题目 a:
请把下面列表里从含有“Would you mind placing a dot on the leafy”的那一行起，一直到列表最后一行的内容原样抄一遍，头尾两行都要包括。

原文段落:

现代大学办学宗旨、功能、形态和模式正在酝酿理论上的重大突破,迫切需要重新分类。
现代大学起源于欧洲中世纪,到2088年,人类将迎来世界上第一所大学意大利博洛尼亚大学千年诞辰的伟大纪念与庆典。在大学几近千年的漫长历程中,尽管历经各种磨难,但这朵人类的智慧之花却始终能经受劫难而盛开不败,绵延至今。其所以能如此,是因为社会需要大学,而大学又能以坚韧不拔的精神,在不断的改革和创新中迎击历史的挑战和苦难,用当代中国政治术语说,叫做始终能做到“与时俱进”;用当代美国著名高等教育专家克尔(ClarkKerr)的话说,尽管大学在历史上经历过被“割裂”过、被“冲垮”过,经历过“破碎”、“死亡”,有的还充当过“反动势力的中心”,但大学改革创新精神依然不朽,在某个国家被“冲垮”了,却能在另一个国家奇迹般地获得“重生”;克尔还特地引用19世纪下半叶曾任哈佛大学校长达40年之久的查尔斯·W·埃利奥特的话说,还因为大学总能“使自身迅速适应于重大的变化以满足它所服务的人民”。现代大学亦然,无论是发达国家的还是发展中国家的大学,或迟或早都必须在知识经济时代挑战面前,作出选择和应对:
选择之一,现代大学必须认识到大学乃是知识经济时代的一个知识产业部门,一个核心产业部门。
选择之二,现代大学必须认识并着力提升本身的增值能力,以应对“国家教育经费投入的滞涨现象”。
选择之三,现代大学必须认识到传统的高等教育分类法与知识经济要求的矛盾正在日益显露出来,因而必须重新分类:大约只占全国大学总数的百分之一、二、三的大学,主要从事知识生产,奉献社会的即所谓“知识贡献”这类大学,自第二次世界大战之后称为研究型大学;其余占全国大学总数95%乃至95%以上的大学,主要从事知识的传播、应用、开发、处理、培训和社会服务,换句话说,主要是教师教课,培养社会各行各业所需的众多人才,即所谓“人才支持”这类大学,迄今尚无合适的名称来称呼它。

数据列表:
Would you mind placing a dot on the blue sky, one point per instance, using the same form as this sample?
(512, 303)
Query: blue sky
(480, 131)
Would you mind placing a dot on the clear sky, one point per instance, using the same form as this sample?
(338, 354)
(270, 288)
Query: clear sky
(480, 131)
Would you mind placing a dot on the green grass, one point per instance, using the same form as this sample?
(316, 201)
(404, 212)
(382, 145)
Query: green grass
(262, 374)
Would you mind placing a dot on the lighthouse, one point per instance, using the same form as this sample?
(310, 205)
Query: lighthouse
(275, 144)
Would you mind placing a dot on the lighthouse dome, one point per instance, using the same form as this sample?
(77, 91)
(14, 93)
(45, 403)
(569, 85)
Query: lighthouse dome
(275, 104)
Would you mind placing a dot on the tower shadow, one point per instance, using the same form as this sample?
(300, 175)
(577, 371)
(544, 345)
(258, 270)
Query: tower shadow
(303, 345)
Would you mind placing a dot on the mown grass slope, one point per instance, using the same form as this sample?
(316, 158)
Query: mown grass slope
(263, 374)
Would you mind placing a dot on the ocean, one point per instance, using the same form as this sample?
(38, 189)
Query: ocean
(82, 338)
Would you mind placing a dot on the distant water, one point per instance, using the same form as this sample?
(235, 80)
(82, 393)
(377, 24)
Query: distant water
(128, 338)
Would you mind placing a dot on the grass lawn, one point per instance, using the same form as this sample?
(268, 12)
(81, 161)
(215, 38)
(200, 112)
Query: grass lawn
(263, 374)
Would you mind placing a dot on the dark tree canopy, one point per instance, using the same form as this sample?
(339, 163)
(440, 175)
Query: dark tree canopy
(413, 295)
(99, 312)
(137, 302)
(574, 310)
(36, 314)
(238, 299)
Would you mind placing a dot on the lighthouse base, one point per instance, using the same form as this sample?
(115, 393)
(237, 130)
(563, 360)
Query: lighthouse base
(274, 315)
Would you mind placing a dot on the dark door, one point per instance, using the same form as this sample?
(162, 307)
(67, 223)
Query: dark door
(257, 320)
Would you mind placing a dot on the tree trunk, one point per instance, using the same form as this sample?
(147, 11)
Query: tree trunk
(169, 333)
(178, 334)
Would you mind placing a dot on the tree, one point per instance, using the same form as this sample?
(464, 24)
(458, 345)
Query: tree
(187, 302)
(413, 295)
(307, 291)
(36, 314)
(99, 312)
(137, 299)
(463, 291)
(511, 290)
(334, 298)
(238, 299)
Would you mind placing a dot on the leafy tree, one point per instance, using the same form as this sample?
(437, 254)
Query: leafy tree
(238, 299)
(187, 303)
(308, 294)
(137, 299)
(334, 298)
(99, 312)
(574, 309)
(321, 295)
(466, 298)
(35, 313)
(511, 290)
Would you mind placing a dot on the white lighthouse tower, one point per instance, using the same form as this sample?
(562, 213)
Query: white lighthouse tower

题目 b:
接着上面那篇讲现代大学需要重新分类的文章，从它停下的地方往下写。

参考答案 a:
Would you mind placing a dot on the leafy tree, one point per instance, using the same form as this sample?
(437, 254)
Query: leafy tree
(238, 299)
(187, 303)
(308, 294)
(137, 299)
(334, 298)
(99, 312)
(574, 309)
(321, 295)
(466, 298)
(35, 313)
(511, 290)
Would you mind placing a dot on the white lighthouse tower, one point per instance, using the same form as this sample?
(562, 213)
Query: white lighthouse tower

参考答案 b:
还是克尔的话对,他说:这类“大学越发不再是精英分子的专业性的、阶级取向的机构,而更多是大众的一个市场取向的工具。这是一个基本的结构重组”。不过,到2000年,克尔又不无哀怨地说,大学扩招之后,“高等教育将越发成为劳工市场的附属品”!其实,克尔先生无需为此而伤感不已,不仅不应该哀怨,更应该高兴和欢呼才是,因为他发现了现代大学面临着时代性挑战而正在转型的伟大事实!值得强调指出的是,现代大学绝不是“劳工市场的附属品”,而是如马克思说的“生产劳动能力”的“工厂”和产业部门,克尔指出的不正是知识经济时代95%以上的大学,正在成为通过知识的传播、应用、开发、处理、培训和社会服务,为社会各行各业提供各级各类的“人才支持”的场所吗?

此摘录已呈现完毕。